** begin Records **

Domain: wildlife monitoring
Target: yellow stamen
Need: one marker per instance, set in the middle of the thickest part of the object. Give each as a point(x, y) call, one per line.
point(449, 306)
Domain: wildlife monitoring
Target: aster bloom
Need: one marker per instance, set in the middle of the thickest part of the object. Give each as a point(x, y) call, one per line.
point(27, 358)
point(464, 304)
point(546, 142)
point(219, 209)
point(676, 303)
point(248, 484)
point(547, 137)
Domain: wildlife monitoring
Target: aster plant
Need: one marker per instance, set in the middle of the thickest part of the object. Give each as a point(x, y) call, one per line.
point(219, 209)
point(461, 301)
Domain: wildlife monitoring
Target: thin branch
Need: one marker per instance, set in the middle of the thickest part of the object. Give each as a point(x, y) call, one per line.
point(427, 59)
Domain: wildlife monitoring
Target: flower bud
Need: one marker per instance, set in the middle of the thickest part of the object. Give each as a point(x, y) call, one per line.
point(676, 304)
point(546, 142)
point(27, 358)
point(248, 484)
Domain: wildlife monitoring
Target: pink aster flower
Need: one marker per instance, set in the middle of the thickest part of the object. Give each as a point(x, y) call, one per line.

** end Records **

What to work on: Copy out every line of the listing above, reproducing each one verbatim.

Written answer:
Domain: wildlife monitoring
Target: yellow stamen
Need: one marker per instance, set in the middle of the thickest part of the object. Give each as a point(x, y) call, one per line.
point(449, 306)
Domain: wildlife monitoring
Target: aster bloom
Need: one marker per instance, set in the middle of the thickest part of the object. Give each as a point(x, y) call, one per line.
point(27, 358)
point(464, 304)
point(546, 142)
point(219, 209)
point(676, 303)
point(248, 484)
point(547, 137)
Domain: wildlife monitoring
Target: aster plant
Need: one marker per instance, set in the middle of the thickest part of the object. Give each as a point(x, y) call, one per line.
point(219, 209)
point(461, 301)
Domain: wildlife monitoring
Target: thin branch
Need: one marker per instance, set in the middle of the thickest part of the object. Give each as a point(x, y) call, one per line.
point(427, 59)
Domain: wildlife monitoring
Target: flower bud
Need: one marker per instance, set in the middle of the thickest part of the object. Give each as a point(x, y) call, one per line.
point(676, 304)
point(546, 142)
point(27, 358)
point(248, 484)
Domain: wildlife monitoring
Target: pink aster flower
Need: one marker per instance, set in the middle of the thickest part of the object. Give each as a point(x, y) call, one per line.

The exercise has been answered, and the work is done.